Rewrite the material below as a numbered list with one line per item, omitting blank lines and any pictures.
** START OF Material for this task **
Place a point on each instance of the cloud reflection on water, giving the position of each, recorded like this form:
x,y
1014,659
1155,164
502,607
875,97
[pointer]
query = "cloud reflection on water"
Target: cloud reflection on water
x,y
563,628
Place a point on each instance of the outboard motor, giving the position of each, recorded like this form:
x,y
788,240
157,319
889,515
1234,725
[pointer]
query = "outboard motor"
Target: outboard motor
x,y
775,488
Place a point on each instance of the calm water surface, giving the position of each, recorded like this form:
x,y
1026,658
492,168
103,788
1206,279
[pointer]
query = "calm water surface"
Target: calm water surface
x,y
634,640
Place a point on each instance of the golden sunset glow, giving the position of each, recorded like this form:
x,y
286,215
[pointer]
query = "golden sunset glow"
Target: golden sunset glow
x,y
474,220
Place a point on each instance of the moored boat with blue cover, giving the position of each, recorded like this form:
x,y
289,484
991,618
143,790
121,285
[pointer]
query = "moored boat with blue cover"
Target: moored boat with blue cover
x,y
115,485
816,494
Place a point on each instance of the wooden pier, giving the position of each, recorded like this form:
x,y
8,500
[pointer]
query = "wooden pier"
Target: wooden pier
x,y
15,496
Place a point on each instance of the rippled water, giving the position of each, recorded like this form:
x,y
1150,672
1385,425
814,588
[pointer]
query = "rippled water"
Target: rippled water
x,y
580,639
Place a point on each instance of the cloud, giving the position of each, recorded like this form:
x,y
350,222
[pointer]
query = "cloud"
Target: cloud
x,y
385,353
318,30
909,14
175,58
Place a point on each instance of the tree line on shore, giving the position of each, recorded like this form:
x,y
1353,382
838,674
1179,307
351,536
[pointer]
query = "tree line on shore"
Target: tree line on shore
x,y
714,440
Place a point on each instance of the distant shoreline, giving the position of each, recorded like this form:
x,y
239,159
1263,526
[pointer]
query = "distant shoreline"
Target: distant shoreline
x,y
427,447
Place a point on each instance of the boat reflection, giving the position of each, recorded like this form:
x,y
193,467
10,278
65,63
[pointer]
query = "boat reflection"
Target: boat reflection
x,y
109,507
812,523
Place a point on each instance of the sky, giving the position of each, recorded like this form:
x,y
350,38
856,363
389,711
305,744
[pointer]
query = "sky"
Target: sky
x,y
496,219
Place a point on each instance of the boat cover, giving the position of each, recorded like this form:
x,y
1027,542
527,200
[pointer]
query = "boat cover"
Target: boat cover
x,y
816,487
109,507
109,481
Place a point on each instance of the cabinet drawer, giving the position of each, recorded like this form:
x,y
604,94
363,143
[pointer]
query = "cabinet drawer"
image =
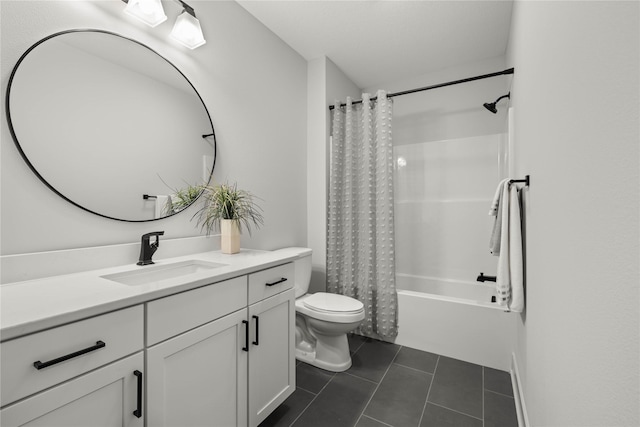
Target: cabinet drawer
x,y
120,331
175,314
271,281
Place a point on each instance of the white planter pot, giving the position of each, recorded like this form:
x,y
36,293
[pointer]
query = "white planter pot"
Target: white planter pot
x,y
229,236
** END OF Material for this task **
* **Response**
1. Place a point on each instance of the cloud reflection on water, giving the position of each, recorded like this form:
2. x,y
3. 1014,659
4. 1155,164
5. 502,607
6. 875,97
7. [pointer]
8. query = "cloud reflection on water"
9. Target: cloud reflection on water
10. x,y
11. 563,628
12. Place a point on each instance of the outboard motor, giving the position of each, recorded like this form:
13. x,y
14. 788,240
15. 157,319
16. 889,515
17. 1234,725
18. [pointer]
19. query = "outboard motor"
20. Target: outboard motor
21. x,y
22. 775,488
23. Place a point on each instance of the calm water surface, giving the position of each, recorded like this form:
24. x,y
25. 1026,658
26. 492,168
27. 103,788
28. 1206,279
29. [pointer]
30. query = "calm water surface"
31. Target: calm water surface
32. x,y
33. 634,640
34. Place a point on each instance of the golden sunset glow, giving the position of each, recorded like this form:
35. x,y
36. 286,215
37. [pointer]
38. query = "golden sunset glow"
39. Target: golden sunset glow
40. x,y
41. 474,220
42. Place a point on each instance of the moored boat with blue cover, giving the position of each, recorded like this form:
43. x,y
44. 289,484
45. 991,618
46. 143,790
47. 121,285
48. [pointer]
49. query = "moored boat with blue cover"
50. Target: moored boat with blue cover
51. x,y
52. 115,485
53. 816,494
54. Place a point on each instance of the wooden pier, giving the position of each, recorded like this form:
55. x,y
56. 8,500
57. [pointer]
58. query = "wooden pier"
59. Target: wooden pier
60. x,y
61. 15,496
62. Place a point on each instance of the rippled water, giving the position of each, recorded like this form:
63. x,y
64. 1150,672
65. 1385,425
66. 814,588
67. [pointer]
68. query = "rippled water"
69. Target: rippled water
70. x,y
71. 580,639
72. Place a point on each instance of the cloud, giving the position of each, recorded like this form:
73. x,y
74. 350,222
75. [pointer]
76. query = "cloud"
77. Target: cloud
78. x,y
79. 385,353
80. 318,30
81. 909,14
82. 175,58
83. Place a point on each instance of the tree line on shore, giving the position of each, recorded like this form:
84. x,y
85. 1353,382
86. 838,674
87. 1179,307
88. 351,536
89. [pointer]
90. query = "tree line on shore"
91. Target: tree line on shore
92. x,y
93. 714,440
94. Place a point on each instance of the distant shoreline, giving the position of each, recorded like this form:
95. x,y
96. 239,159
97. 1263,526
98. [pointer]
99. query = "distant shoreline"
100. Target: distant shoreline
101. x,y
102. 427,447
103. Place a point on each instance of the boat reflection, giving the position of each, recorded like this form:
104. x,y
105. 193,467
106. 10,278
107. 65,63
108. [pointer]
109. query = "boat reflection"
110. Target: boat reflection
111. x,y
112. 109,507
113. 812,523
114. Place a point on each instance of the sky, giving the position of each, recorded like this form:
115. x,y
116. 350,38
117. 856,363
118. 389,711
119. 305,744
120. [pointer]
121. query = "sky"
122. Target: sky
123. x,y
124. 496,219
125. Place a point on each instance of the boat cover, giving the position of each, recorded like this form:
126. x,y
127. 1027,542
128. 527,200
129. [pointer]
130. query = "boat cover"
131. Target: boat cover
132. x,y
133. 816,487
134. 109,507
135. 109,481
136. Place a point on each instance of the cabinet drawer, giving the position of each, recorded like this form:
137. x,y
138. 604,94
139. 363,143
140. [pointer]
141. query = "cabinet drawer"
142. image =
143. Target: cabinet drawer
144. x,y
145. 120,331
146. 175,314
147. 271,281
148. Place a point on each instance of the white planter pot, giving the position of each, recorded like this form:
149. x,y
150. 36,293
151. [pointer]
152. query = "white planter pot"
153. Target: white planter pot
154. x,y
155. 229,236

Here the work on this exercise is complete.